Package: sysvinit Version: 2.86.ds1-61 Severity: important
Upgrading to lenny from etch has broken wake on lan after 'poweroff' on our many Dell Optiplex headless /diskless systems. All packages are latest lenny/testing as of 6 October 2008.
Previously the systems would respond to etherwake 'magic packets'. Now, they don't. The adapters are 3c59x or e100 based, one per system. ethtool reports wake on lan is enabled.
Looking at the code I see that the latest network drivers always disable WOL after ifup and before ifdown. Then, either at driver unload time or ifdown time they set the WOL bit in hardware according to option. However, when the root filesystem is NFS, the system halt doesn't do ifdown as when that is forced on under NFS root, that causes halt to hang waiting for now-disable d NFS to satisfy calls - this blocks halt operations forever.
So, no ifdown when NFS root means the WOL enablement bits aren't set in the drivers -- breaking WOL.
The only way I got it to work under etch was to modify the drivers. Also there was a problem in the binary halt distribution not calling ifdown, compling from standard source (same version ) did work (odd, that).
But the drivers have changed quite a bit since .18 and the right place to deal with this I think is above the driver level. What network driver routine is always called even on NFS root s ystems after it is certain no further kernel or userspace filesystem accesses will occur? Either the halt routine has to change so it operates the same way NFS root or local root, or net d river writers need to know for sure what the last driver call will be when powering off in an NFS root setup.
I was considering changing halt to create a tiny tempfs root file system, then doing a pivot_root to it inside halt so ifdown could proceed. But the hack rating was just too high.
Kernel: Linux 2.6.26-1-686 (SMP w/1 CPU core) Locale: LANG=en_US, LC_CTYPE=en_US (charmap=ISO-8859-1) Shell: /bin/sh linked to /bin/bash
Versions of packages sysvinit depends on: ii initscripts 2.86.ds1-61 Scripts for initializing and shutt ii libc6 2.7-13 GNU C Library: Shared libraries ii libselinux1 2.0.65-5 SELinux shared libraries ii libsepol1 2.0.30-2 Security Enhanced Linux policy lib ii sysv-rc 2.86.ds1-61 System-V-like runlevel change mech ii sysvinit-utils 2.86.ds1-61 System-V-like utilities
sysvinit recommends no packages.
sysvinit suggests no packages.

**Extracted material**
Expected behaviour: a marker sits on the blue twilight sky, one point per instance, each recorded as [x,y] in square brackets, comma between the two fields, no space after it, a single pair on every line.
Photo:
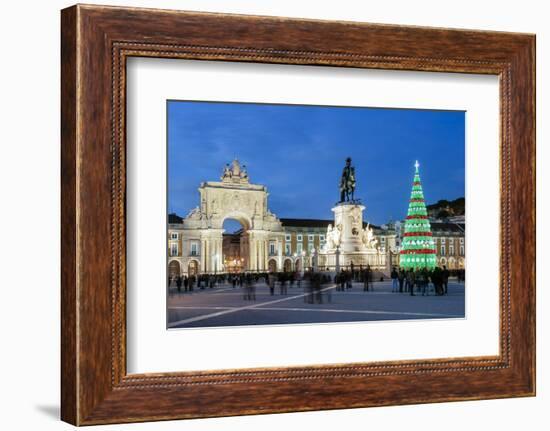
[299,151]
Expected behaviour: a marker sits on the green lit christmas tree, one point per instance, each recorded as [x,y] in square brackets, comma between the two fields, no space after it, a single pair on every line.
[417,249]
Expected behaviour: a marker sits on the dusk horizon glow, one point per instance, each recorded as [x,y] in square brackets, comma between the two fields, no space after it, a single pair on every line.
[298,152]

**Exercises to complete**
- A) Rewrite the wake-on-LAN bug report starting at "I was considering" and ending at "suggests no packages.", putting "risk level" in place of "hack rating".
- B) Name every package that the wake-on-LAN bug report lists as one sysvinit depends on.
- C) For each statement, say whether the wake-on-LAN bug report supports it: (i) ethtool reports wake on lan as disabled; (ii) each system has one adapter, based on 3c59x or e100; (iii) sysvinit recommends several packages. Quote the deciding words for each.

**Responses per task**
- A)
I was considering changing halt to create a tiny tempfs root file system, then doing a pivot_root to it inside halt so ifdown could proceed. But the risk level was just too high.
Kernel: Linux 2.6.26-1-686 (SMP w/1 CPU core) Locale: LANG=en_US, LC_CTYPE=en_US (charmap=ISO-8859-1) Shell: /bin/sh linked to /bin/bash
Versions of packages sysvinit depends on: ii initscripts 2.86.ds1-61 Scripts for initializing and shutt ii libc6 2.7-13 GNU C Library: Shared libraries ii libselinux1 2.0.65-5 SELinux shared libraries ii libsepol1 2.0.30-2 Security Enhanced Linux policy lib ii sysv-rc 2.86.ds1-61 System-V-like runlevel change mech ii sysvinit-utils 2.86.ds1-61 System-V-like utilities
sysvinit recommends no packages.
sysvinit suggests no packages.

- B) initscripts, libc6, libselinux1, libsepol1, sysv-rc, sysvinit-utils

- C)
(i) No: "ethtool reports wake on lan is enabled."
(ii) Yes: "The adapters are 3c59x or e100 based, one per system."
(iii) No: "sysvinit recommends no packages."